[Saved data entries]
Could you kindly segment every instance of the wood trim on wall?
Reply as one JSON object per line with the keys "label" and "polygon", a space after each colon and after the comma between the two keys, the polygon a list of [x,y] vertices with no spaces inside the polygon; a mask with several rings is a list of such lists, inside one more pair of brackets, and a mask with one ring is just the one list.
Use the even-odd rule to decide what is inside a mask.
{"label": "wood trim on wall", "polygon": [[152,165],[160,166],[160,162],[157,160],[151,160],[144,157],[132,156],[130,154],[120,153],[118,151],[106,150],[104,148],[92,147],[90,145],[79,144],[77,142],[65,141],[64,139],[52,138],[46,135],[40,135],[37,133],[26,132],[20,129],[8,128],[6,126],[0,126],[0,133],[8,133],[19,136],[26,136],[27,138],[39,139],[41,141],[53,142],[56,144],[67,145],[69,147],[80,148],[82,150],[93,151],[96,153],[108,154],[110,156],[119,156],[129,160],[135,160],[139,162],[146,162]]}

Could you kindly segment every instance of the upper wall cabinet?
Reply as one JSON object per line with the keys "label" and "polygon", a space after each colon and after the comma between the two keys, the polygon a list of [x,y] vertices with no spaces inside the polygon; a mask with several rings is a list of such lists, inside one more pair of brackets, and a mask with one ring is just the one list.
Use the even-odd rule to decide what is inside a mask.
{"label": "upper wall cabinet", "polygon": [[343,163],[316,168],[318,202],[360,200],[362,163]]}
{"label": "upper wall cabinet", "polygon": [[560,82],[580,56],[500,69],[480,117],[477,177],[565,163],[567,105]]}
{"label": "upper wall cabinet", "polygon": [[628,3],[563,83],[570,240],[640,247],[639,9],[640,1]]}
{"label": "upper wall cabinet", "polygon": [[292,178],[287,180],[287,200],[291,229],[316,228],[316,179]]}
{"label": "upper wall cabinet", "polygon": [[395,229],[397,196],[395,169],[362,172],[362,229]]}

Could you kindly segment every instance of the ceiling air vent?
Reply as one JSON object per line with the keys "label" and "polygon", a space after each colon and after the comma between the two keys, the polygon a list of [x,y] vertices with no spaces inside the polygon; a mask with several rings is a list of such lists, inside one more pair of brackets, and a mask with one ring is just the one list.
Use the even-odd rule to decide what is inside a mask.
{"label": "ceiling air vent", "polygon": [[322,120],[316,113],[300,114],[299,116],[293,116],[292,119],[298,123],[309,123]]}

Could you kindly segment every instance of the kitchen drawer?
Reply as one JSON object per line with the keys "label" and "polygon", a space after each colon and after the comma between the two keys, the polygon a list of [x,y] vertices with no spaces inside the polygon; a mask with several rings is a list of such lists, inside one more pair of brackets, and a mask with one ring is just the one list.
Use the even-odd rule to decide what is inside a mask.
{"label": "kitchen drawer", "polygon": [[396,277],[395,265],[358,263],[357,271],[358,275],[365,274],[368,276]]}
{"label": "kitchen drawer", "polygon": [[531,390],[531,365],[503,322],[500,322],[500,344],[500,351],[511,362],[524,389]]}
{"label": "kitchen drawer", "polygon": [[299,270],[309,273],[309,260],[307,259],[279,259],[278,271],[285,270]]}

__EXERCISE INSTRUCTIONS__
Repeat the lines from the first one in the records through the line containing "Could you kindly segment every instance of the upper", exactly as written, and nothing else.

__RESPONSE TO THE EXERCISE__
Could you kindly segment every instance of the wood trim on wall?
Reply as one JSON object per line with the keys "label" and "polygon", a space after each colon and after the comma between the two keys, the polygon a list of [x,y] vertices with no spaces inside the polygon; a mask with several rings is a list of such lists, inside one more pair of brackets, and a mask with one ring is just the one list.
Use the even-odd rule to decide what is inside a mask.
{"label": "wood trim on wall", "polygon": [[152,165],[160,166],[160,162],[157,160],[151,160],[144,157],[132,156],[130,154],[120,153],[118,151],[106,150],[104,148],[92,147],[90,145],[79,144],[77,142],[65,141],[64,139],[52,138],[46,135],[40,135],[37,133],[26,132],[20,129],[8,128],[6,126],[0,126],[0,133],[8,133],[19,136],[26,136],[27,138],[39,139],[41,141],[53,142],[56,144],[67,145],[69,147],[80,148],[82,150],[93,151],[96,153],[108,154],[110,156],[119,156],[129,160],[135,160],[139,162],[146,162]]}

Could you kindly segment every instance of the upper wall cabinet?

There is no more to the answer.